Retrieve every line from the records in which the word "curly" occurs.
***** SOURCE INFORMATION *****
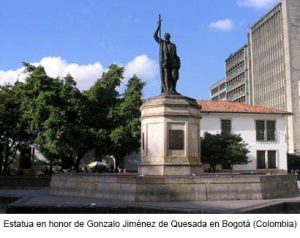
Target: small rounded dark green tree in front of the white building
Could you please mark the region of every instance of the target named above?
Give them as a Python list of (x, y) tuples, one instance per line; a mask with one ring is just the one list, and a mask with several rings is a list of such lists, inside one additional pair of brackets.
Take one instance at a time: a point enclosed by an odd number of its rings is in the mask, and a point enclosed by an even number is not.
[(216, 171), (216, 165), (232, 168), (235, 164), (247, 164), (247, 144), (237, 134), (205, 133), (201, 140), (202, 162), (208, 163), (212, 171)]

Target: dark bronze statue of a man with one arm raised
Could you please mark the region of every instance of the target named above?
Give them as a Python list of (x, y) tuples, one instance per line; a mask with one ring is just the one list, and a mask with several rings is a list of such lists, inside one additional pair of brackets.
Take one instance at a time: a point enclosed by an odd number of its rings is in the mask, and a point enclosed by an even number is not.
[(177, 56), (176, 45), (170, 41), (171, 35), (165, 33), (165, 39), (160, 38), (161, 20), (154, 32), (154, 39), (159, 44), (159, 64), (161, 75), (161, 93), (178, 94), (176, 83), (179, 77), (180, 58)]

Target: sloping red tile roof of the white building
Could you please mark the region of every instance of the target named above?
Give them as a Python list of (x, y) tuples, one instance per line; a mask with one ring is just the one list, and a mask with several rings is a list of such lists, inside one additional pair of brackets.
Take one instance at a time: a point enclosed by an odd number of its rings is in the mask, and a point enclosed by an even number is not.
[(286, 111), (239, 102), (198, 100), (198, 104), (202, 107), (201, 112), (292, 115)]

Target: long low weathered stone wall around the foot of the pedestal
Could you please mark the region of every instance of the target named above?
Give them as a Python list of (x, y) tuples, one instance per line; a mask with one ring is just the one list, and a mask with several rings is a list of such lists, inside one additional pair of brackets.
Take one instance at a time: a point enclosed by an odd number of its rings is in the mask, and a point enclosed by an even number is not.
[(295, 194), (298, 187), (293, 175), (54, 174), (49, 192), (56, 196), (127, 201), (130, 202), (127, 205), (132, 202), (138, 205), (138, 202), (272, 199)]

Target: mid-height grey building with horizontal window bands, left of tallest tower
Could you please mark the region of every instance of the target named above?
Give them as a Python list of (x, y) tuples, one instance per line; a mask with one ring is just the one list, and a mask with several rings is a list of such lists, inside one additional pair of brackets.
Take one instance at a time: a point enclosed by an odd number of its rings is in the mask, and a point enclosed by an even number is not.
[(250, 103), (248, 46), (244, 45), (226, 60), (226, 99)]

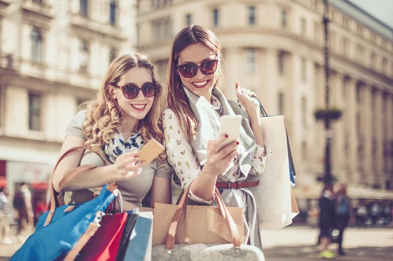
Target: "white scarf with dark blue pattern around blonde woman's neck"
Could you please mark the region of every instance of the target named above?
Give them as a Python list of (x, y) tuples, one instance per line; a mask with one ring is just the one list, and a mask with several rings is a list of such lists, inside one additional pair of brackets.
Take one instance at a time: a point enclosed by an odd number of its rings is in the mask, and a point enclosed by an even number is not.
[(133, 132), (130, 138), (128, 138), (125, 142), (123, 135), (115, 132), (112, 137), (112, 141), (104, 144), (104, 146), (102, 146), (102, 150), (107, 156), (107, 159), (112, 163), (115, 163), (118, 156), (126, 152), (139, 150), (143, 146), (143, 143), (144, 141), (142, 140), (140, 131)]

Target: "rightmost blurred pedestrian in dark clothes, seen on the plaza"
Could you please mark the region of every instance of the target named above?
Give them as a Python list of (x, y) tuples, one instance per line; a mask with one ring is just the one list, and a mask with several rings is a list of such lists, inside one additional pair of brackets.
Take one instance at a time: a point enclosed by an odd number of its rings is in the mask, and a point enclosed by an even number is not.
[(340, 187), (336, 193), (336, 221), (338, 234), (338, 255), (344, 256), (345, 253), (342, 250), (342, 237), (345, 228), (349, 223), (354, 224), (354, 216), (352, 212), (351, 200), (347, 195), (346, 187), (344, 184), (340, 184)]

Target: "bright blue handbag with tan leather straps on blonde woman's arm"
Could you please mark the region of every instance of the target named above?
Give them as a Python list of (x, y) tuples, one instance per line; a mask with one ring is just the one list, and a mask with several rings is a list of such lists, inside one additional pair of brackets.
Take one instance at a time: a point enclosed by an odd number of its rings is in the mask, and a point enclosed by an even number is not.
[[(75, 168), (60, 181), (59, 193), (53, 187), (53, 175), (59, 162), (68, 153), (78, 149), (92, 150), (85, 146), (74, 147), (58, 159), (50, 184), (50, 210), (39, 217), (35, 232), (28, 237), (10, 260), (74, 260), (90, 237), (99, 229), (105, 211), (118, 194), (114, 183), (105, 185), (101, 193), (90, 201), (61, 206), (64, 186), (84, 170), (94, 168), (94, 166), (86, 165)], [(100, 153), (96, 153), (107, 164), (105, 158)]]

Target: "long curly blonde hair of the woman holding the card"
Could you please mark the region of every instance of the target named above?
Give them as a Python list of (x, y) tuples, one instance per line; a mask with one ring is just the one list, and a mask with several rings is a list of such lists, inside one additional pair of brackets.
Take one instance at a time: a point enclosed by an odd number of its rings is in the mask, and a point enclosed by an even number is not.
[(154, 138), (161, 144), (164, 144), (161, 119), (162, 86), (155, 77), (155, 66), (148, 57), (143, 53), (135, 52), (123, 54), (114, 59), (97, 95), (82, 105), (87, 109), (87, 117), (82, 125), (86, 137), (86, 142), (84, 143), (86, 146), (100, 149), (104, 144), (111, 141), (115, 132), (121, 133), (123, 112), (117, 101), (111, 97), (109, 86), (117, 85), (120, 76), (134, 67), (142, 67), (149, 70), (153, 82), (158, 84), (153, 105), (146, 117), (139, 121), (136, 130), (140, 130), (144, 141)]

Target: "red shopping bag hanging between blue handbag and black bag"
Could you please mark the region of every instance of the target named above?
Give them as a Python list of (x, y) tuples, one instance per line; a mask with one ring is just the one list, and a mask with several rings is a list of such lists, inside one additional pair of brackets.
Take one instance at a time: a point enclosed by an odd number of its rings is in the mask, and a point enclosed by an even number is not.
[(114, 261), (127, 218), (127, 213), (105, 215), (100, 222), (101, 227), (84, 246), (80, 260)]

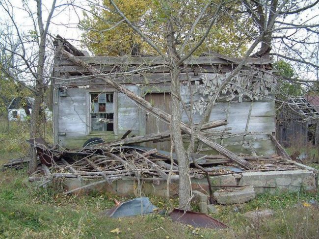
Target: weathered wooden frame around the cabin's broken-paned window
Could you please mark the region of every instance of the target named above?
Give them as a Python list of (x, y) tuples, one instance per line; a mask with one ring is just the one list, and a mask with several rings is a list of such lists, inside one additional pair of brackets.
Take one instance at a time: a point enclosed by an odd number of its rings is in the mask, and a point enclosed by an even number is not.
[[(112, 93), (113, 94), (113, 131), (92, 131), (92, 111), (91, 111), (91, 94), (96, 93)], [(86, 135), (118, 135), (118, 106), (117, 106), (118, 92), (113, 88), (104, 89), (88, 89), (86, 93)]]

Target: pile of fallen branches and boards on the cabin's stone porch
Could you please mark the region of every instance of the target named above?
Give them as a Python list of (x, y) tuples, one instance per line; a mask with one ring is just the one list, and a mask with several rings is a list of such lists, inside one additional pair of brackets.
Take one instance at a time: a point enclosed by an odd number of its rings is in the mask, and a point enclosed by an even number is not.
[[(160, 134), (161, 137), (165, 133)], [(167, 136), (167, 135), (166, 135)], [(29, 178), (30, 181), (44, 180), (50, 182), (54, 178), (86, 178), (101, 179), (84, 187), (102, 183), (111, 183), (123, 177), (132, 180), (177, 180), (178, 162), (174, 153), (157, 149), (134, 146), (132, 143), (153, 140), (159, 134), (135, 136), (111, 143), (102, 143), (83, 148), (79, 151), (59, 151), (50, 148), (42, 138), (28, 140), (37, 149), (39, 156), (38, 170)], [(280, 153), (280, 152), (279, 152)], [(283, 156), (242, 156), (249, 160), (254, 170), (246, 170), (222, 155), (194, 154), (190, 159), (190, 177), (226, 175), (247, 171), (283, 171), (294, 170), (293, 162)], [(15, 159), (3, 168), (16, 169), (27, 165), (27, 160)], [(80, 188), (78, 188), (80, 189)], [(76, 189), (76, 190), (78, 190)], [(67, 192), (70, 193), (73, 190)]]

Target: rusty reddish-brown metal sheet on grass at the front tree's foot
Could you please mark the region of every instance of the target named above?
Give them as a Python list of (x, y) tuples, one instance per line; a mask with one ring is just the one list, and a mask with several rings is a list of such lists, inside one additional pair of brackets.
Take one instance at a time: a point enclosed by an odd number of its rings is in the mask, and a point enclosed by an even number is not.
[(191, 225), (193, 227), (202, 227), (210, 229), (227, 228), (227, 226), (224, 223), (214, 219), (213, 217), (207, 214), (200, 212), (190, 212), (181, 209), (174, 209), (173, 212), (170, 213), (170, 217), (173, 221), (180, 222), (186, 225)]

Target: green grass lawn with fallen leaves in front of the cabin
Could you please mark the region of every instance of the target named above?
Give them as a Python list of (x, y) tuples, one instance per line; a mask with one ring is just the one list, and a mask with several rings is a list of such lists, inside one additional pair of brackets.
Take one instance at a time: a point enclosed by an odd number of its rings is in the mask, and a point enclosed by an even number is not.
[[(110, 219), (101, 212), (114, 206), (114, 198), (121, 201), (128, 198), (97, 192), (65, 196), (58, 183), (46, 189), (30, 184), (26, 169), (0, 173), (0, 238), (318, 239), (319, 235), (319, 209), (307, 203), (310, 199), (319, 202), (319, 193), (262, 194), (246, 204), (217, 206), (219, 212), (213, 217), (230, 228), (205, 230), (174, 223), (158, 213)], [(178, 202), (173, 199), (168, 203), (152, 196), (150, 199), (160, 209), (177, 206)], [(234, 207), (239, 212), (234, 212)], [(244, 212), (256, 209), (272, 209), (275, 215), (256, 223), (243, 216)]]

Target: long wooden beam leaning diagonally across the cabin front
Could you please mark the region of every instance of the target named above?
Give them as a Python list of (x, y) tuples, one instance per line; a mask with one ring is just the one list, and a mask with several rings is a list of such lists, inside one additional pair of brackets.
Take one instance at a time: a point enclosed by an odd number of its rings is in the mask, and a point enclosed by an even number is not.
[[(94, 67), (90, 66), (89, 64), (85, 63), (84, 61), (80, 60), (78, 57), (74, 56), (71, 53), (68, 53), (67, 51), (61, 49), (60, 51), (64, 57), (72, 61), (78, 66), (84, 67), (88, 72), (90, 72), (93, 75), (101, 75), (101, 79), (103, 79), (107, 84), (111, 85), (118, 91), (122, 92), (126, 96), (128, 96), (131, 100), (133, 100), (136, 104), (141, 106), (146, 111), (150, 112), (154, 116), (160, 118), (162, 121), (166, 123), (171, 122), (171, 115), (166, 113), (165, 111), (161, 110), (160, 108), (152, 106), (149, 102), (144, 100), (142, 97), (134, 94), (132, 91), (124, 88), (123, 86), (116, 83), (114, 80), (112, 80), (110, 77), (107, 77), (103, 75), (102, 72), (98, 71)], [(181, 130), (189, 135), (191, 135), (191, 129), (183, 122), (180, 122)], [(209, 147), (213, 148), (220, 154), (226, 156), (230, 160), (236, 162), (239, 166), (243, 167), (244, 169), (252, 170), (254, 167), (251, 163), (247, 162), (244, 159), (241, 159), (238, 155), (234, 154), (233, 152), (229, 151), (228, 149), (224, 148), (220, 144), (217, 144), (213, 142), (210, 138), (206, 137), (202, 133), (198, 133), (197, 138), (202, 141), (204, 144), (208, 145)]]

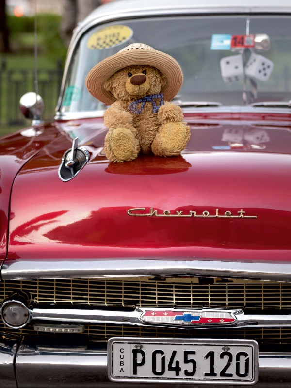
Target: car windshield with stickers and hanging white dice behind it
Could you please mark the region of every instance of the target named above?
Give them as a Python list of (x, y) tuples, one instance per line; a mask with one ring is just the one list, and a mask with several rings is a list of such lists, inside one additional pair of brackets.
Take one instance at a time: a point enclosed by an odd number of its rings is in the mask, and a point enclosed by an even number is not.
[(98, 62), (136, 42), (170, 54), (181, 65), (178, 104), (289, 101), (290, 26), (290, 16), (159, 17), (99, 25), (75, 50), (61, 111), (104, 109), (87, 91), (85, 78)]

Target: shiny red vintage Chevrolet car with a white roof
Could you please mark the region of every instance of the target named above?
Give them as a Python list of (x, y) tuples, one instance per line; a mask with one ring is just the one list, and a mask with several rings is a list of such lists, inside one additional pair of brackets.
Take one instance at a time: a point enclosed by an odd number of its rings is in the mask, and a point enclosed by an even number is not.
[[(0, 386), (291, 381), (291, 5), (264, 4), (118, 1), (76, 28), (54, 121), (0, 139)], [(181, 65), (191, 138), (113, 163), (85, 77), (135, 42)]]

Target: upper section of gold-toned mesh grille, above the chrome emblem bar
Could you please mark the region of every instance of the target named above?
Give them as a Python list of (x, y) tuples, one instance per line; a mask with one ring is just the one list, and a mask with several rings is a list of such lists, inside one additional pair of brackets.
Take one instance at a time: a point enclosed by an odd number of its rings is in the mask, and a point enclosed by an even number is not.
[(234, 281), (198, 284), (178, 281), (49, 279), (0, 282), (0, 300), (16, 291), (31, 303), (131, 307), (222, 307), (290, 309), (291, 283)]

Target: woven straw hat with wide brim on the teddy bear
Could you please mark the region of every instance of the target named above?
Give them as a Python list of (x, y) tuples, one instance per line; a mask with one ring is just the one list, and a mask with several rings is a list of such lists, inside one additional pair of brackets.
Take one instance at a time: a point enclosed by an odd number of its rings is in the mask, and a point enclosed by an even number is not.
[(103, 84), (116, 71), (127, 66), (147, 65), (156, 67), (167, 79), (161, 93), (165, 101), (171, 101), (183, 83), (183, 73), (178, 62), (168, 54), (157, 51), (143, 43), (133, 43), (99, 62), (86, 77), (88, 91), (106, 105), (112, 104), (116, 98), (103, 88)]

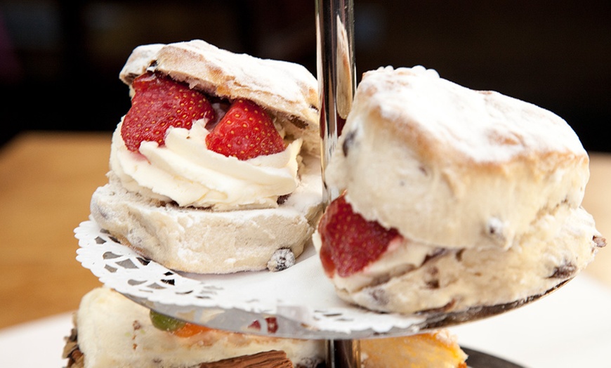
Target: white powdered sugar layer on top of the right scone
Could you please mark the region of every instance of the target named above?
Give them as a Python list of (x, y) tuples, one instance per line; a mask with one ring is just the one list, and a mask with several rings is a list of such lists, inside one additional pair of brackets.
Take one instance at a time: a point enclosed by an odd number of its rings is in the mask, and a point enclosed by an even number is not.
[(558, 115), (494, 91), (475, 91), (425, 68), (380, 68), (364, 74), (363, 87), (383, 118), (441, 140), (475, 162), (506, 161), (530, 152), (585, 153)]

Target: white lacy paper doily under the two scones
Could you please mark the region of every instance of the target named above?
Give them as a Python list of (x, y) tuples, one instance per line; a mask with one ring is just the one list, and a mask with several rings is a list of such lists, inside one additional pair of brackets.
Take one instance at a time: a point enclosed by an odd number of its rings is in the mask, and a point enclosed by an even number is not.
[[(244, 331), (255, 320), (275, 336), (356, 339), (413, 334), (425, 318), (374, 313), (342, 301), (326, 279), (315, 249), (280, 272), (194, 275), (169, 270), (119, 244), (95, 221), (74, 230), (77, 261), (107, 287), (161, 313), (213, 328)], [(249, 332), (251, 331), (248, 329)]]

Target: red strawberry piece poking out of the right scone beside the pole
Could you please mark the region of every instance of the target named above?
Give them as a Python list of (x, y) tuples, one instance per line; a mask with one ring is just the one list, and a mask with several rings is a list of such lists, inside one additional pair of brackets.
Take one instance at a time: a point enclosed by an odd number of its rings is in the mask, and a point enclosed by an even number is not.
[(324, 212), (318, 232), (322, 240), (320, 259), (327, 275), (337, 272), (348, 277), (376, 261), (395, 237), (396, 229), (386, 229), (367, 221), (341, 195)]

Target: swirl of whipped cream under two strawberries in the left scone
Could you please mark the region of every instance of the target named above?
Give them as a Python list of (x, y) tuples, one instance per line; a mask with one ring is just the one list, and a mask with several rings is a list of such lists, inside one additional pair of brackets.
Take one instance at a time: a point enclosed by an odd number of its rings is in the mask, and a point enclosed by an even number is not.
[(110, 170), (132, 192), (176, 202), (179, 206), (231, 209), (275, 208), (277, 199), (299, 183), (302, 140), (286, 150), (241, 161), (208, 150), (204, 119), (190, 130), (168, 129), (165, 145), (143, 142), (131, 152), (121, 138), (121, 125), (112, 136)]

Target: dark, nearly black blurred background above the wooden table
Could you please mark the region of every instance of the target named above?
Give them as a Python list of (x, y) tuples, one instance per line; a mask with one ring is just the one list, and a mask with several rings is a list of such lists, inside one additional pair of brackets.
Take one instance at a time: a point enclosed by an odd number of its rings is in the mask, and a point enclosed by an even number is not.
[[(424, 65), (556, 112), (587, 150), (611, 151), (611, 1), (354, 3), (357, 79)], [(315, 0), (0, 0), (0, 145), (22, 130), (112, 131), (140, 44), (204, 39), (315, 75), (314, 20)]]

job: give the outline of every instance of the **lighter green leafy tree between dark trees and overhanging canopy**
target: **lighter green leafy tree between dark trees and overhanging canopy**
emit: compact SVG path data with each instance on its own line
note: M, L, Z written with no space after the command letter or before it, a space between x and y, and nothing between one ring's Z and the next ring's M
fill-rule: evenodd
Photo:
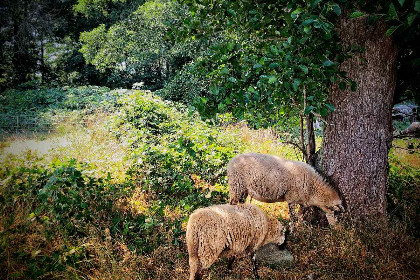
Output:
M78 6L76 6L78 7ZM148 1L111 24L100 24L80 36L86 61L110 70L119 84L143 82L160 89L179 70L185 50L166 38L168 22L182 12L174 1Z

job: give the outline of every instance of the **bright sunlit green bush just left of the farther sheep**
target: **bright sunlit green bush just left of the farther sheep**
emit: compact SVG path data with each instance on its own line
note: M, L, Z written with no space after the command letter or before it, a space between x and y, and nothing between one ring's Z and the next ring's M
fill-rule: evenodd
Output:
M137 91L121 103L115 133L130 143L130 173L140 178L143 188L188 209L209 204L209 190L197 187L192 176L212 185L226 183L226 164L240 143L186 107L155 95ZM214 191L211 196L226 194Z

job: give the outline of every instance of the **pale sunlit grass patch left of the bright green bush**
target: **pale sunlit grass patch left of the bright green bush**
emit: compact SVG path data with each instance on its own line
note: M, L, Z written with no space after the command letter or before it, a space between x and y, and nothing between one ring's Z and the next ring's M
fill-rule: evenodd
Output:
M83 172L95 177L107 177L111 182L123 182L130 162L126 159L125 143L118 142L106 127L107 115L89 116L88 127L73 122L60 124L59 132L49 135L11 136L2 149L2 161L31 161L41 165L66 161L71 158L83 162Z

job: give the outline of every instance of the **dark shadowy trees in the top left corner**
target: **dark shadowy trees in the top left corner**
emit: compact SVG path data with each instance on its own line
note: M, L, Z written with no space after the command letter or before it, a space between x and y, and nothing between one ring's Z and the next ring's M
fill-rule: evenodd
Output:
M77 0L5 0L0 4L0 90L103 83L78 52L91 22L73 12Z

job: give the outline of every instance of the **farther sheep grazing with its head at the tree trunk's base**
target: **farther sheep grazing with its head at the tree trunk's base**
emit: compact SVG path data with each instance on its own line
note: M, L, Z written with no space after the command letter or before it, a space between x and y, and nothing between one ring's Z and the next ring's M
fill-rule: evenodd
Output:
M262 202L287 201L293 222L295 204L318 206L331 225L335 224L334 211L344 210L337 191L303 162L242 154L229 162L227 174L230 204L243 203L248 195Z

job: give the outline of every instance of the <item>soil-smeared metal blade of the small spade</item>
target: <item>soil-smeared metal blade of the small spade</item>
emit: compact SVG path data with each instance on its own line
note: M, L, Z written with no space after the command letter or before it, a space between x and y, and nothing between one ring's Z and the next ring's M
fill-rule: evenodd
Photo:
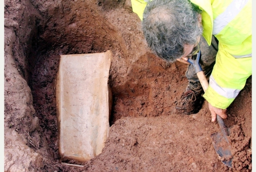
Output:
M232 154L231 154L231 147L230 144L223 144L227 143L225 138L223 137L222 133L213 133L210 135L214 149L216 153L220 156L220 161L223 162L226 166L232 168ZM228 145L228 146L224 146Z

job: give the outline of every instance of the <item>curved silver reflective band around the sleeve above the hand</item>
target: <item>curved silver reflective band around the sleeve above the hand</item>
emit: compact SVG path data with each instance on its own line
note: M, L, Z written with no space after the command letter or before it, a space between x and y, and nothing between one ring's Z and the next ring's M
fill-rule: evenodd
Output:
M218 94L226 98L236 98L236 96L241 91L241 90L232 89L232 88L220 87L220 85L217 84L217 82L215 81L212 75L210 76L209 84L214 89L214 91L216 91Z

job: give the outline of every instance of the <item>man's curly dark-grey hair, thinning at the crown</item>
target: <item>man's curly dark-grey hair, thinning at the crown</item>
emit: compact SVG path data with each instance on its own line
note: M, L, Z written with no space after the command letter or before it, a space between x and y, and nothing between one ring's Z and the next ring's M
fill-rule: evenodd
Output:
M184 54L184 44L195 44L203 29L198 26L198 7L189 0L151 0L142 20L149 48L167 62Z

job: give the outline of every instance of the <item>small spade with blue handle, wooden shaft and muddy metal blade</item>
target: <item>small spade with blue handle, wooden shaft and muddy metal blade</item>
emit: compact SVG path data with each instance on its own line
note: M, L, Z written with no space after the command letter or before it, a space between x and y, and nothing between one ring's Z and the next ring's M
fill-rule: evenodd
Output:
M197 53L197 55L195 55L195 56L196 56L195 60L188 58L188 62L194 66L195 71L197 73L197 77L203 87L203 91L205 92L207 90L209 84L208 84L207 78L205 77L203 70L199 64L201 52L199 51ZM226 166L229 166L232 168L233 157L231 154L231 146L227 139L227 136L229 136L230 128L227 128L225 126L223 119L219 115L217 115L217 121L220 126L220 132L213 133L210 135L210 137L212 139L214 149L215 149L216 153L218 154L221 162L223 162Z

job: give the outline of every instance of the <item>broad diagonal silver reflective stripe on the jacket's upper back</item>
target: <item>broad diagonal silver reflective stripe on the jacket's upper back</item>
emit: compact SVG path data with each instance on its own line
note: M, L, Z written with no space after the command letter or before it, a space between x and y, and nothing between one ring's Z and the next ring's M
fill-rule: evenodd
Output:
M213 35L217 35L238 13L243 9L248 0L233 0L226 10L213 21Z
*****
__THE ANSWER__
Target: "long curly blonde hair of the woman holding the card"
job: give the outline of every instance of the <item>man's curly dark-grey hair, thinning at the crown</item>
target: <item>man's curly dark-grey hair, thinning at the crown</item>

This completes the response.